# Soprano roles for divas with short tops



## Seattleoperafan (Mar 24, 2013)

We have been talking lately in another thread about Tebaldi, who early on started having problems hitting high notes. I thought it would be interesting to come up with soprano roles for singers like Tebaldi, Ponselle, later Jessye Norman, older Callas,later Eileen Farrell etc who later in their careers aren't secure above A# but who don't want to sing mezzo. I will lead off with the lead in Cav. Rusticana, Ariadne, possibly Elsa in Lohengren ( maybe one B) and Sieglinde ( which is mezzo in range but needs a youthful sound). I know arias better than full roles.


----------



## The Conte (May 31, 2015)

Kundry, Gertrude in Hansel und Gertrude, this depends in part on what you consider mezzo and what are soprano roles. There are a few 'old women' roles that have been taken by sopranos in late career. (Kostelnicka and the Countess in Queen of Spades come to mind.)

N.


----------



## Revitalized Classics (Oct 31, 2018)

_Adriana Lecouvreur_ was a part Ponselle wanted to sing at the Met around the time she decided to retire, Tebaldi sang it in the 1960s around the time she was having vocal problems and I think it was Joan Sutherland's last studio recording of a complete opera. Olivero recorded excerpts in her eighties...

_Fedora_ was a role Freni sang during the last decade of her career, Olivero recorded it in '69.

_Francesca da Rimini_ was recorded in excerpts by Olivero at the same time as that complete Fedora (c. age 60?), Tebaldi sang parts with Corelli in a very late studio recital (1973?) and it seems to attract mature sopranos: Maria Caniglia in '52, Renata Scotto in '84.

I notice that _Tosca_ crops up late in the careers of Olivero, Caniglia, Scotto, Callas and others. I'm not sure that this necessarily means it is a good fit for a mature voice or, rather, if it is hoped that what vocal limitations there are will be obscured/excused as verismo excess.

_Carmen_ has been sung by Ponselle, Callas, Crespin, de los Angeles and others when the top of the voice is less reliable.


----------



## Seattleoperafan (Mar 24, 2013)

The Conte said:


> Kundry, Gertrude in Hansel und Gertrude, this depends in part on what you consider mezzo and what are soprano roles. There are a few 'old women' roles that have been taken by sopranos in late career. (Kostelnicka and the Countess in Queen of Spades come to mind.)

### Data extract
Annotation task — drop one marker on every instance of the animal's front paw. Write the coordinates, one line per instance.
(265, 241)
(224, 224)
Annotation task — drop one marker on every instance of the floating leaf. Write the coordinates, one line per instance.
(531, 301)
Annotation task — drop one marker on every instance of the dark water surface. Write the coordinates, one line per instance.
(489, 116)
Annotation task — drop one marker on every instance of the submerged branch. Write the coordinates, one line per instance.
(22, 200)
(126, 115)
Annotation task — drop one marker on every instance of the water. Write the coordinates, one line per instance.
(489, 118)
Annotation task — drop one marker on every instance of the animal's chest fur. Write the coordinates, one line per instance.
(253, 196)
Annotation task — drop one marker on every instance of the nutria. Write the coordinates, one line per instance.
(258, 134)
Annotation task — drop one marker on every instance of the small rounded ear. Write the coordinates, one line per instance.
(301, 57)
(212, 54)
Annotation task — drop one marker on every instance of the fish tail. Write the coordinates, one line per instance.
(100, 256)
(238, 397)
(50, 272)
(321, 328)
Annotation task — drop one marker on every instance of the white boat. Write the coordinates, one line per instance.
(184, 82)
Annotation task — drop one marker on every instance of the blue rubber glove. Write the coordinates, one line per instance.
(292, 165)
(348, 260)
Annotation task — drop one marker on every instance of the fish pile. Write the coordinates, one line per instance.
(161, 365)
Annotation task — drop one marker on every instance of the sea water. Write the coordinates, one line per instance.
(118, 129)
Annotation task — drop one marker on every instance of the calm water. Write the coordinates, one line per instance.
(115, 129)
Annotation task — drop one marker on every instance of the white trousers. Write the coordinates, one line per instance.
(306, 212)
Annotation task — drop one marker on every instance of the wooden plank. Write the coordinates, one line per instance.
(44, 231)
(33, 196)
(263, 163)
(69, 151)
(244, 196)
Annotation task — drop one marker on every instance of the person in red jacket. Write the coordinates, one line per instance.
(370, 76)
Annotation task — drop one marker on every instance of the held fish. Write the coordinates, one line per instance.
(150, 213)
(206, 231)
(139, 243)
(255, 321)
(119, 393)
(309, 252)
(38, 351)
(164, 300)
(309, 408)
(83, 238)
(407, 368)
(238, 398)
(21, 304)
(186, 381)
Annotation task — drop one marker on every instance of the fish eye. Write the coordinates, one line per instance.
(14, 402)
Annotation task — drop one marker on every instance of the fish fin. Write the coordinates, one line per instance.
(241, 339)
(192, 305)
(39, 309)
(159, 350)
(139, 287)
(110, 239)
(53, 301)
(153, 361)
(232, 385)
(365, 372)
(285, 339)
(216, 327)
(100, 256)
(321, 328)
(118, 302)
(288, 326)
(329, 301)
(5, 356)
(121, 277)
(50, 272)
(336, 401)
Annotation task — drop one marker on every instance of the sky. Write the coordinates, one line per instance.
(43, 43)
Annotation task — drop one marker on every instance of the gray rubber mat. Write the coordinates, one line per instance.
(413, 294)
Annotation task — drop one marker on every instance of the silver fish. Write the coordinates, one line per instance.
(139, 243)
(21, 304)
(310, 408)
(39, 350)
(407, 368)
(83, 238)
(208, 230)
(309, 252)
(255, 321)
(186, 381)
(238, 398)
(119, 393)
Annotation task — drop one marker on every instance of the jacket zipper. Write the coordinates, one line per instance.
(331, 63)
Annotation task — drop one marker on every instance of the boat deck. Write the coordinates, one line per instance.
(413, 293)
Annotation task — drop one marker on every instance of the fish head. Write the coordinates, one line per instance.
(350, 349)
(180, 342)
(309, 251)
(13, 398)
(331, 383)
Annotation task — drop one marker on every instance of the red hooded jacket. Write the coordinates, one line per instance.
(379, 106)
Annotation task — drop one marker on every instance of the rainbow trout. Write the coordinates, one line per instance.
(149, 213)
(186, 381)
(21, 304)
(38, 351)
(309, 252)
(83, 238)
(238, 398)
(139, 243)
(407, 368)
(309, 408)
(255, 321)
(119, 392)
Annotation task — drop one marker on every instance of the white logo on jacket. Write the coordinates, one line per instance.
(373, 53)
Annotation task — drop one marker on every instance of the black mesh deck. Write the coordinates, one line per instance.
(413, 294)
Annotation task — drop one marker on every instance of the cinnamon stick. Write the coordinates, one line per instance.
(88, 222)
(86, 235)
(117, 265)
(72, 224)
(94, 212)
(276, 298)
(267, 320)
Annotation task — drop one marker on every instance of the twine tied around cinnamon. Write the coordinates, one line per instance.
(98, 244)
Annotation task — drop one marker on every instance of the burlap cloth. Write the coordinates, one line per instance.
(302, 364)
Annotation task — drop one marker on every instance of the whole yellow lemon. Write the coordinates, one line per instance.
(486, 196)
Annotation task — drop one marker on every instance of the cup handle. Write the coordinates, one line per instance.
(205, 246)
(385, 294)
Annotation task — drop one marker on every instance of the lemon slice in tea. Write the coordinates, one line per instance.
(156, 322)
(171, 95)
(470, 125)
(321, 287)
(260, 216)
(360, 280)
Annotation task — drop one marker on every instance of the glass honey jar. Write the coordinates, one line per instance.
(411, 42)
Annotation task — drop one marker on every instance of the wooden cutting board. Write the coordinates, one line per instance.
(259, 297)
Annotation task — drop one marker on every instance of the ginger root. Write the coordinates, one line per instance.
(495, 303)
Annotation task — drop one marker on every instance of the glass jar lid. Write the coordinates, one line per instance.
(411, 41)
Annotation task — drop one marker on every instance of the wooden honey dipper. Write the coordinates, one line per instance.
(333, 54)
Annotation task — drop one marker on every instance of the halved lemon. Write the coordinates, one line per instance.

### Tasks for this exercise
1: From the soprano roles thread, quote the passage that begins at the words "## The Conte" and stops after "in her eighties...".
2: Extend the forum thread on soprano roles for singers with weak top notes, picking up after the last sentence shown.
The material has no connection to the forum thread on soprano roles for singers with weak top notes.

### Answers for the tasks
1:
## The Conte (May 31, 2015)

Kundry, Gertrude in Hansel und Gertrude, this depends in part on what you consider mezzo and what are soprano roles. There are a few 'old women' roles that have been taken by sopranos in late career. (Kostelnicka and the Countess in Queen of Spades come to mind.)

N.


----------



## Revitalized Classics (Oct 31, 2018)

_Adriana Lecouvreur_ was a part Ponselle wanted to sing at the Met around the time she decided to retire, Tebaldi sang it in the 1960s around the time she was having vocal problems and I think it was Joan Sutherland's last studio recording of a complete opera. Olivero recorded excerpts in her eighties...

2:
> 
> N.


Kundry.... I think it has a penultimate B with a two octave jump. Have you heard it fudged successfully? I guess one half note off could sound intentional. Norman did it fine when she was fat but when she was leaner the top was teeny tiny. My Kundry story: I saw G. Jones at her peak in 75 when I was 15 backstage at Bayreuth. I was too close to get the full impact of her sound and too smitten with Nilsson to give Jones a chance. I would give anything to be able to hear it again with my mature point of view.


----------



## Seattleoperafan (Mar 24, 2013)

Revitalized Classics said:


> _Adriana Lecouvreur_ was a part Ponselle wanted to sing at the Met around the time she decided to retire, Tebaldi sang it in the 1960s around the time she was having vocal problems and I think it was Joan Sutherland's last studio recording of a complete opera. Olivero recorded excerpts in her eighties...
> 
> _Fedora_ was a role Freni sang during the last decade of her career, Olivero recorded it in '69.
> 
> ...


Excellent stuff. I really like Adriana for Sutherland as she gets to show off the rich lower and middle register she has developed by that time in her career. I didn't know it lacked significant top notes. By the way, did you know Nilsson sang The Habenera in concert in her 60's?


----------



## MAS (Apr 15, 2015)

I'm not sure *Tosca* belongs amongst the short top roles, as it has a couple of high Cs in the second Act, and a very exposed one in the third Act: "_Io quella laaaaama gli piantai nel cuor!_.


----------



## The Conte (May 31, 2015)

Seattleoperafan said:


> Kundry.... I think it has a penultimate B with a two octave jump. Have you heard it fudged successfully? I guess one half note off could sound intentional. Norman did it fine when she was fat but when she was leaner the top was teeny tiny. My Kundry story: I saw G. Jones at her peak in 75 when I was 15 backstage at Bayreuth. I was too close to get the full impact of her sound and too smitten with Nilsson to give Jones a chance. I would give anything to be able to hear it again with my mature point of view.


The first Figaro I saw in Nozze was Bryn Terfel. I wish I could remember just a moment from that performance. With Kundry I think you can get away with the odd squally note due to the character (see the comment above from someone else about Tosca).

N.


----------



## Tsaraslondon (Nov 7, 2013)

Verdi's Desdemona doesn't go very high. I'm not sure, but I don't think there are any top Cs and her big Act IV scena goes no higher than an A. The demands of Amelia in *Simon Boccanegra* are also relatively slight.


----------



## Revitalized Classics (Oct 31, 2018)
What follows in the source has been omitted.